***** Supplied records

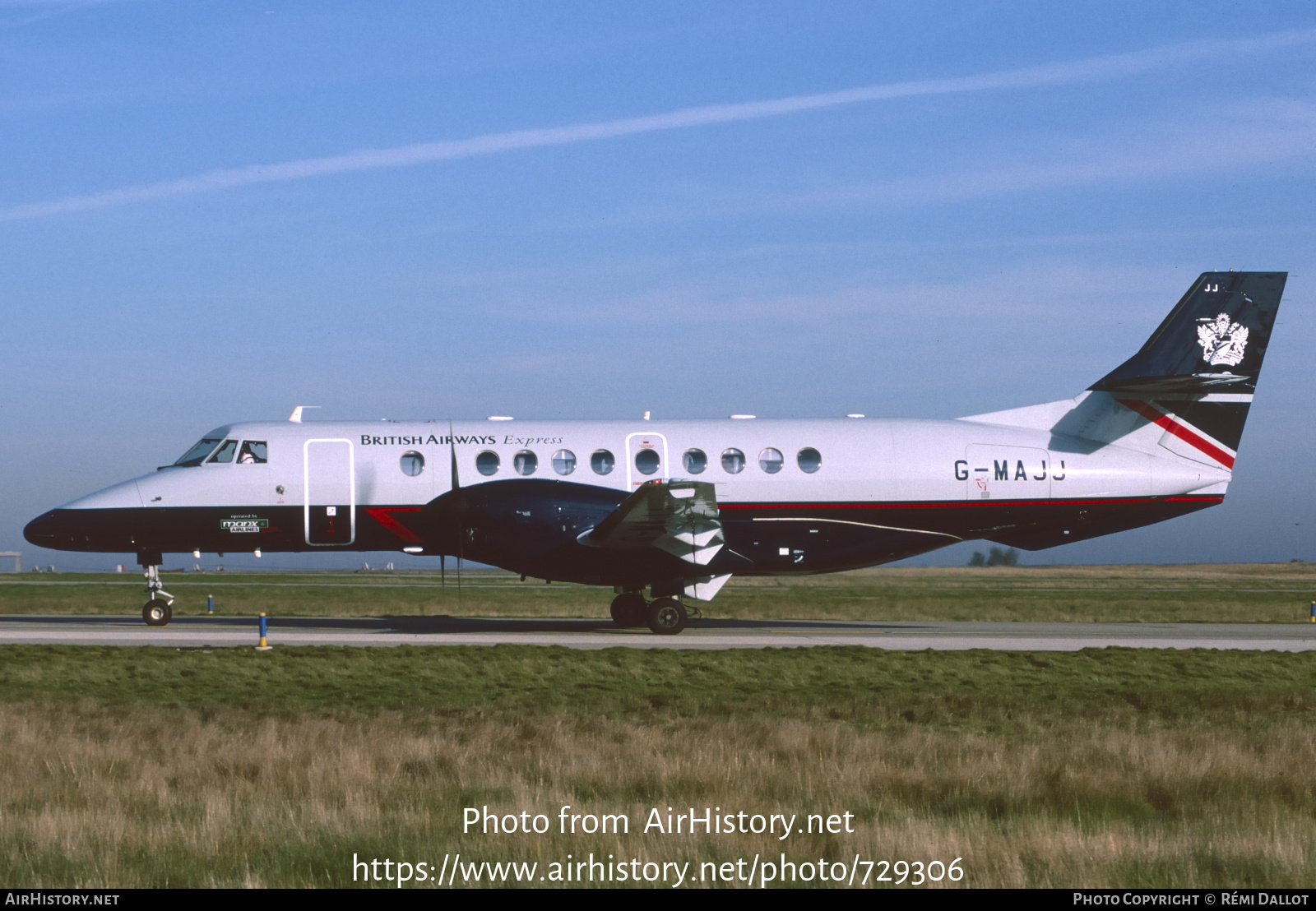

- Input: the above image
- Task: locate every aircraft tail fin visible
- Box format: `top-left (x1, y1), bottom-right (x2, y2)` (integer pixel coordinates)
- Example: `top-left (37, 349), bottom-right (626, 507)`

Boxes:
top-left (965, 272), bottom-right (1288, 469)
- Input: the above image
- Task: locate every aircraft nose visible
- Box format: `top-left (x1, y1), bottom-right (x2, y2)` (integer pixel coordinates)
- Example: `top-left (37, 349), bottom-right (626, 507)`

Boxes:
top-left (22, 510), bottom-right (59, 548)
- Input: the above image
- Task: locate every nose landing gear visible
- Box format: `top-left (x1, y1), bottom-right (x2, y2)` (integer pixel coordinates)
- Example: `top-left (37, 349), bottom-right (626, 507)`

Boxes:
top-left (140, 554), bottom-right (174, 627)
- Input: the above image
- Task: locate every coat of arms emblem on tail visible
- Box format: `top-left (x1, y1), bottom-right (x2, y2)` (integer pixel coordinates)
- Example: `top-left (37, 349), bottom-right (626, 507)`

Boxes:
top-left (1198, 313), bottom-right (1248, 368)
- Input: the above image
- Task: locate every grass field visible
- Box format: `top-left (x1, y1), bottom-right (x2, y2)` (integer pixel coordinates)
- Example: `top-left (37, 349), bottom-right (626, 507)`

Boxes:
top-left (0, 565), bottom-right (1316, 887)
top-left (0, 646), bottom-right (1316, 887)
top-left (0, 563), bottom-right (1316, 622)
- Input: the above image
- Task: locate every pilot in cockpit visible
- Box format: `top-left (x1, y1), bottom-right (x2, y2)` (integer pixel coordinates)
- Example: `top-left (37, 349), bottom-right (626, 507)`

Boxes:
top-left (239, 440), bottom-right (267, 465)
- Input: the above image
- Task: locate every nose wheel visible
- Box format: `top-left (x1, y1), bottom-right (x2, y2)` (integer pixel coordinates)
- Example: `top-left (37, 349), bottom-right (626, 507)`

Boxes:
top-left (142, 598), bottom-right (174, 627)
top-left (142, 563), bottom-right (174, 627)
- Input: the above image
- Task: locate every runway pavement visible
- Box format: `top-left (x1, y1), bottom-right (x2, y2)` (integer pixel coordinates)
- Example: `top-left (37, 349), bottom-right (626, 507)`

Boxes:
top-left (0, 615), bottom-right (1316, 652)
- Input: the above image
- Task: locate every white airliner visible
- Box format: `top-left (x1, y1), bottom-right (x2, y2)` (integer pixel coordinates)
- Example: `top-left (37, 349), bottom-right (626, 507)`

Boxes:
top-left (24, 272), bottom-right (1287, 633)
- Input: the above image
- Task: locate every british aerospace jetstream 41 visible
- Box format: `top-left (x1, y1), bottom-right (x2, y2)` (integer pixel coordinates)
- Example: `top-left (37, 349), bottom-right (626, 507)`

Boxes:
top-left (24, 272), bottom-right (1287, 633)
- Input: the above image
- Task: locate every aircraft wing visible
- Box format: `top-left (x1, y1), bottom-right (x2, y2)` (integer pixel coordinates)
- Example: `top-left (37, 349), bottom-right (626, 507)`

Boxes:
top-left (577, 480), bottom-right (725, 566)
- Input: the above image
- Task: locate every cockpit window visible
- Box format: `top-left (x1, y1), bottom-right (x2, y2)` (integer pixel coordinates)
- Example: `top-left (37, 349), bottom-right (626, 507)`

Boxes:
top-left (239, 440), bottom-right (268, 465)
top-left (206, 440), bottom-right (239, 465)
top-left (174, 437), bottom-right (224, 467)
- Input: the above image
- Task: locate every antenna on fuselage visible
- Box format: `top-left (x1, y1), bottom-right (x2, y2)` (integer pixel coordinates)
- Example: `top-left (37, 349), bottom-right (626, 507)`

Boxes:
top-left (288, 405), bottom-right (320, 424)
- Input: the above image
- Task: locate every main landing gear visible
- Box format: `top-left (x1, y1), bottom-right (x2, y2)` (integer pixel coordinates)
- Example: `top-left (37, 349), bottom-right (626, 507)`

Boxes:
top-left (612, 591), bottom-right (689, 636)
top-left (142, 554), bottom-right (174, 627)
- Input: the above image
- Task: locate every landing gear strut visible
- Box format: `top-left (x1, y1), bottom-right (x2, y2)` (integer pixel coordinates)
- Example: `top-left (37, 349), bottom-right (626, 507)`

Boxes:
top-left (142, 554), bottom-right (174, 627)
top-left (612, 591), bottom-right (697, 636)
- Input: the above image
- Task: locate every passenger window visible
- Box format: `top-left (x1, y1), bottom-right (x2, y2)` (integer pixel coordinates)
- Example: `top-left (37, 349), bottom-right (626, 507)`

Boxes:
top-left (397, 451), bottom-right (425, 478)
top-left (590, 449), bottom-right (617, 474)
top-left (553, 449), bottom-right (575, 475)
top-left (636, 449), bottom-right (662, 474)
top-left (239, 440), bottom-right (270, 465)
top-left (206, 440), bottom-right (239, 462)
top-left (512, 449), bottom-right (540, 474)
top-left (795, 446), bottom-right (822, 474)
top-left (475, 449), bottom-right (498, 477)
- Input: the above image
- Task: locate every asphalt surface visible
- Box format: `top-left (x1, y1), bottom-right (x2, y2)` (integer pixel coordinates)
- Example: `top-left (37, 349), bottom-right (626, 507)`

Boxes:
top-left (0, 615), bottom-right (1316, 652)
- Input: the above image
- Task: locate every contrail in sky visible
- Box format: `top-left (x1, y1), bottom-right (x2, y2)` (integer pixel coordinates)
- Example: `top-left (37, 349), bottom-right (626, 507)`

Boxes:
top-left (0, 29), bottom-right (1316, 221)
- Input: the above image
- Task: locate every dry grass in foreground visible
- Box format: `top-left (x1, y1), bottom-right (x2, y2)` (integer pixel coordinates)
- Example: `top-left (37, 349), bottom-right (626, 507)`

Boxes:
top-left (0, 563), bottom-right (1316, 622)
top-left (0, 703), bottom-right (1316, 887)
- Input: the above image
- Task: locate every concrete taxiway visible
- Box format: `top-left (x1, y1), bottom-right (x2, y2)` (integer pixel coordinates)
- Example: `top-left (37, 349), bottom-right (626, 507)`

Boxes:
top-left (0, 615), bottom-right (1316, 652)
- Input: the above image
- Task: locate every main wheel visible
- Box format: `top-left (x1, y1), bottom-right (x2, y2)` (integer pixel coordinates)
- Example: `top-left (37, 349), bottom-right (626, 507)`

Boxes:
top-left (612, 591), bottom-right (649, 629)
top-left (649, 598), bottom-right (689, 636)
top-left (142, 598), bottom-right (174, 627)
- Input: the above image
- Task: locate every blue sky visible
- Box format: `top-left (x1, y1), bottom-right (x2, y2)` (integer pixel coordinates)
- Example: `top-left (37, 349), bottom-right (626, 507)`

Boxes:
top-left (0, 0), bottom-right (1316, 567)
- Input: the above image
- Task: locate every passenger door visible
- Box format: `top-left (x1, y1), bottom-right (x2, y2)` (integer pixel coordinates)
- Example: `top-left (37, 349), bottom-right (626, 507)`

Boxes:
top-left (301, 440), bottom-right (357, 548)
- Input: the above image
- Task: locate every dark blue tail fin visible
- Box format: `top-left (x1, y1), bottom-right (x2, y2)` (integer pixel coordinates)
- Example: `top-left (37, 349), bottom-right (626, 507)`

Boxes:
top-left (1091, 272), bottom-right (1288, 395)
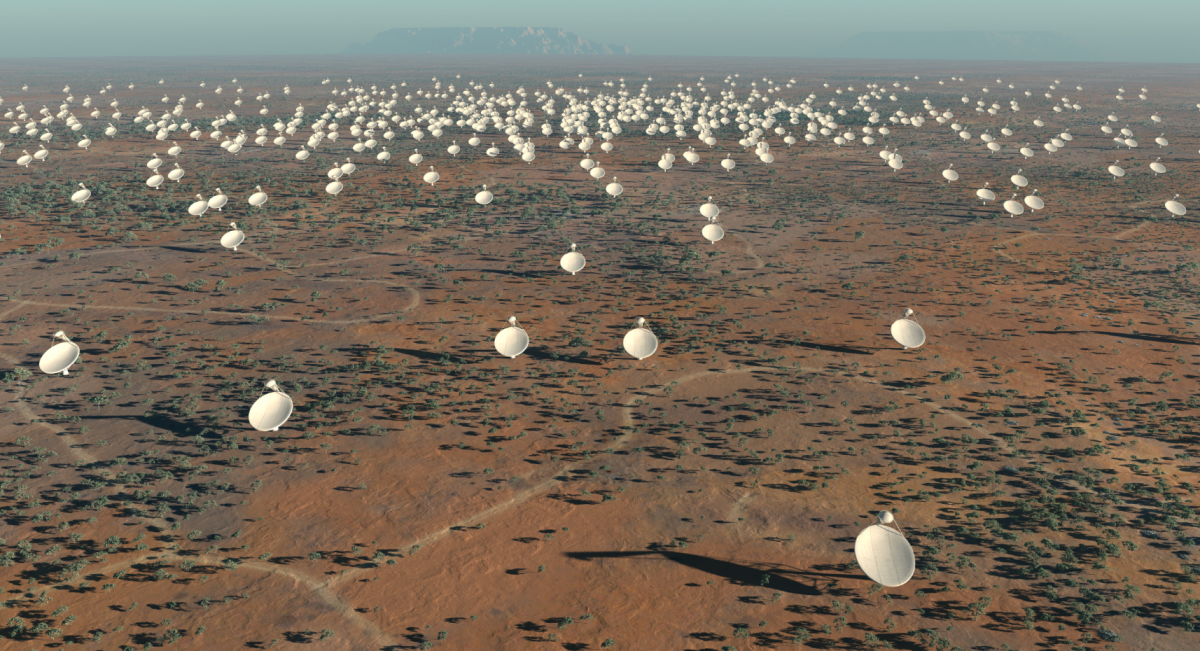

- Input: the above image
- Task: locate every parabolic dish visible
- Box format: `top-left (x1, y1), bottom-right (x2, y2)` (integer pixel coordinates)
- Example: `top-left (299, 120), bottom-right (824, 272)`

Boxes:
top-left (700, 223), bottom-right (725, 243)
top-left (496, 326), bottom-right (529, 358)
top-left (221, 231), bottom-right (246, 249)
top-left (624, 328), bottom-right (659, 359)
top-left (250, 392), bottom-right (292, 431)
top-left (892, 318), bottom-right (925, 348)
top-left (559, 251), bottom-right (587, 274)
top-left (854, 525), bottom-right (917, 587)
top-left (37, 341), bottom-right (79, 375)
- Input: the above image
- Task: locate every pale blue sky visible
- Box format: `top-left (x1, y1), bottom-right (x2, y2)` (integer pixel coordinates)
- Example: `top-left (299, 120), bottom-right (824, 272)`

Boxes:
top-left (9, 0), bottom-right (1200, 62)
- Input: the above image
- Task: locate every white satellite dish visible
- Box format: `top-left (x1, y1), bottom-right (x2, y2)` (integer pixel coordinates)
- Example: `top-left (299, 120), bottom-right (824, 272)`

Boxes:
top-left (250, 380), bottom-right (292, 431)
top-left (976, 183), bottom-right (996, 205)
top-left (221, 221), bottom-right (246, 251)
top-left (854, 510), bottom-right (917, 587)
top-left (892, 309), bottom-right (925, 351)
top-left (496, 316), bottom-right (529, 359)
top-left (37, 330), bottom-right (79, 375)
top-left (558, 243), bottom-right (588, 276)
top-left (700, 222), bottom-right (725, 244)
top-left (71, 184), bottom-right (91, 205)
top-left (421, 166), bottom-right (442, 185)
top-left (187, 195), bottom-right (209, 217)
top-left (475, 185), bottom-right (496, 205)
top-left (623, 317), bottom-right (659, 360)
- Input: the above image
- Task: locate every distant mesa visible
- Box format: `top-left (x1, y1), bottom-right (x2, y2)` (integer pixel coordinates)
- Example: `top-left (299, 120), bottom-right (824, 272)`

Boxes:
top-left (827, 31), bottom-right (1109, 61)
top-left (344, 28), bottom-right (629, 54)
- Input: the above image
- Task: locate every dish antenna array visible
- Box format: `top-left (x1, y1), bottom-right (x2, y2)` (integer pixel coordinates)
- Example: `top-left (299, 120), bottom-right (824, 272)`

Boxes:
top-left (221, 221), bottom-right (246, 251)
top-left (250, 380), bottom-right (292, 431)
top-left (892, 307), bottom-right (925, 351)
top-left (558, 241), bottom-right (588, 276)
top-left (854, 510), bottom-right (917, 587)
top-left (622, 317), bottom-right (659, 362)
top-left (37, 330), bottom-right (79, 375)
top-left (496, 316), bottom-right (529, 359)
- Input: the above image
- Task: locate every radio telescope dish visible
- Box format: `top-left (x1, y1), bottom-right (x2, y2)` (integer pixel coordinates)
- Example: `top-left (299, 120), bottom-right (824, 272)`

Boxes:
top-left (558, 243), bottom-right (588, 276)
top-left (854, 510), bottom-right (917, 587)
top-left (700, 222), bottom-right (725, 244)
top-left (250, 380), bottom-right (292, 431)
top-left (421, 166), bottom-right (442, 185)
top-left (247, 185), bottom-right (268, 208)
top-left (37, 330), bottom-right (79, 375)
top-left (71, 184), bottom-right (91, 205)
top-left (892, 310), bottom-right (925, 351)
top-left (496, 316), bottom-right (529, 359)
top-left (187, 195), bottom-right (209, 217)
top-left (976, 183), bottom-right (996, 205)
top-left (623, 317), bottom-right (659, 360)
top-left (1164, 195), bottom-right (1188, 217)
top-left (475, 185), bottom-right (496, 205)
top-left (221, 221), bottom-right (246, 251)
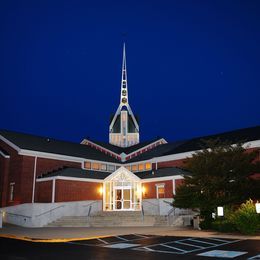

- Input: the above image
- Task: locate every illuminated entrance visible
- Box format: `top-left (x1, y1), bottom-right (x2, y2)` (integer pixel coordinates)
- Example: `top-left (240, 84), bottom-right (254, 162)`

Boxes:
top-left (103, 167), bottom-right (142, 211)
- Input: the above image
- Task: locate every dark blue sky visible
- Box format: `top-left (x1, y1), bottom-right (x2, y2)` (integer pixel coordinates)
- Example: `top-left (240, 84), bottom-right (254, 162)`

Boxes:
top-left (0, 0), bottom-right (260, 142)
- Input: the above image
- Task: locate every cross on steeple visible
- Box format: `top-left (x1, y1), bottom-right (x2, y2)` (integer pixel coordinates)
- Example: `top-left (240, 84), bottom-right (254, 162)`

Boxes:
top-left (109, 43), bottom-right (139, 147)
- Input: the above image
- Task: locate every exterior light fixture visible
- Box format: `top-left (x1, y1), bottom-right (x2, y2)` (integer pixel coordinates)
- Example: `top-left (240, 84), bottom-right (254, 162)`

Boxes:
top-left (255, 201), bottom-right (260, 214)
top-left (98, 186), bottom-right (103, 195)
top-left (217, 207), bottom-right (224, 217)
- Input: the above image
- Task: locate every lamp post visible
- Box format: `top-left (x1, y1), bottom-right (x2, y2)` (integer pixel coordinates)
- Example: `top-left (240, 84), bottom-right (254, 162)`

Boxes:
top-left (255, 201), bottom-right (260, 214)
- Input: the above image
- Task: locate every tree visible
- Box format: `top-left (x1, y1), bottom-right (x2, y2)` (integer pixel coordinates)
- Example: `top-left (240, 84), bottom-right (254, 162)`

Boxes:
top-left (173, 140), bottom-right (260, 219)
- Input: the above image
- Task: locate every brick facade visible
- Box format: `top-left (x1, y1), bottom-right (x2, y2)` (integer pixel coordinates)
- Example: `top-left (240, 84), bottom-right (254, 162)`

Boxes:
top-left (35, 181), bottom-right (52, 202)
top-left (142, 180), bottom-right (173, 199)
top-left (55, 180), bottom-right (103, 202)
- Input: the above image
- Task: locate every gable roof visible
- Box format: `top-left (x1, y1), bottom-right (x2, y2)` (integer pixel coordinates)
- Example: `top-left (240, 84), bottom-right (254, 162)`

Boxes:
top-left (0, 126), bottom-right (260, 164)
top-left (125, 126), bottom-right (260, 163)
top-left (38, 167), bottom-right (189, 180)
top-left (0, 130), bottom-right (119, 163)
top-left (82, 138), bottom-right (162, 154)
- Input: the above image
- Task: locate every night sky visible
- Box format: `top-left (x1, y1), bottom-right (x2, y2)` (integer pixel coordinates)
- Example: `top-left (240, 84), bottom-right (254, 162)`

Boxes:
top-left (0, 0), bottom-right (260, 142)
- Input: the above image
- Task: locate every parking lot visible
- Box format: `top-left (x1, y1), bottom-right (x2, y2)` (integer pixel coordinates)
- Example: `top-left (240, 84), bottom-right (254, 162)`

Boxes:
top-left (0, 233), bottom-right (260, 260)
top-left (68, 234), bottom-right (260, 259)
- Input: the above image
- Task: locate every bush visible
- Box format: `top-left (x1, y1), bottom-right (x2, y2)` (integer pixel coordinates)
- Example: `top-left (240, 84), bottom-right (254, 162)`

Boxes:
top-left (233, 200), bottom-right (260, 235)
top-left (211, 200), bottom-right (260, 235)
top-left (212, 219), bottom-right (236, 232)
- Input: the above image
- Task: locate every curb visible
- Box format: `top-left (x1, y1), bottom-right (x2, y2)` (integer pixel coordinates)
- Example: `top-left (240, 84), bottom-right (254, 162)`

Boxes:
top-left (0, 234), bottom-right (112, 243)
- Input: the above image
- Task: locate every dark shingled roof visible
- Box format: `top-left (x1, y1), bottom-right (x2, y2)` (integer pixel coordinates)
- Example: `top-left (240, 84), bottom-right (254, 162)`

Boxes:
top-left (134, 167), bottom-right (190, 179)
top-left (38, 168), bottom-right (111, 180)
top-left (91, 138), bottom-right (164, 154)
top-left (0, 130), bottom-right (119, 163)
top-left (0, 126), bottom-right (260, 163)
top-left (125, 126), bottom-right (260, 163)
top-left (38, 167), bottom-right (189, 180)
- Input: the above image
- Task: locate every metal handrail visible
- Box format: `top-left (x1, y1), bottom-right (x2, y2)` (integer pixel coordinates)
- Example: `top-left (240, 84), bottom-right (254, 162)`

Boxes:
top-left (142, 200), bottom-right (160, 214)
top-left (167, 208), bottom-right (175, 226)
top-left (5, 211), bottom-right (32, 218)
top-left (143, 200), bottom-right (159, 207)
top-left (35, 205), bottom-right (65, 218)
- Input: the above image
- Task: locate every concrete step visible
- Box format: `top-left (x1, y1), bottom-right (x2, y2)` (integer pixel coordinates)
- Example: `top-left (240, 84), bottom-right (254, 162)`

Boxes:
top-left (44, 212), bottom-right (181, 227)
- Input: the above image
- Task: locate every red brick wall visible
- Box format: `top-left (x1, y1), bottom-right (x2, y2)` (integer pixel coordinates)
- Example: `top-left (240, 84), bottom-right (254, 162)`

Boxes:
top-left (142, 180), bottom-right (173, 199)
top-left (0, 155), bottom-right (10, 207)
top-left (35, 181), bottom-right (52, 202)
top-left (36, 158), bottom-right (81, 176)
top-left (157, 159), bottom-right (187, 168)
top-left (0, 140), bottom-right (23, 206)
top-left (55, 180), bottom-right (103, 202)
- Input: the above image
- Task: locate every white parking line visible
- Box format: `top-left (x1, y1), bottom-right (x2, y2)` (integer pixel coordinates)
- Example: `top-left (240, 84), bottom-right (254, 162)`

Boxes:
top-left (188, 238), bottom-right (218, 246)
top-left (131, 234), bottom-right (149, 238)
top-left (175, 239), bottom-right (207, 249)
top-left (161, 244), bottom-right (188, 253)
top-left (115, 236), bottom-right (128, 241)
top-left (207, 237), bottom-right (234, 243)
top-left (97, 238), bottom-right (109, 244)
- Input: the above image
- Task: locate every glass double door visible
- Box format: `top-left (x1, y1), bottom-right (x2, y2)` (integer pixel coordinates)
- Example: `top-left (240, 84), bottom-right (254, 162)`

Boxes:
top-left (113, 186), bottom-right (132, 210)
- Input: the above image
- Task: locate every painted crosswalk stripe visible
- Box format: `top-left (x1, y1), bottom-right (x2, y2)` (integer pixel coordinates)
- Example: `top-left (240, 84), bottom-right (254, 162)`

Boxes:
top-left (161, 244), bottom-right (188, 253)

**********

Written instruction.
Copy the records above word for word, from the very start through the line containing "top-left (965, 272), bottom-right (1288, 469)", including that line. Leave out the pictures.

Written reply.
- Input: the above image
- Task: locate every aircraft tail fin visible
- Box format: `top-left (x1, y1), bottom-right (x2, y2)` (integer pixel coordinates)
- Example: `top-left (37, 349), bottom-right (626, 507)`

Boxes:
top-left (965, 272), bottom-right (1288, 469)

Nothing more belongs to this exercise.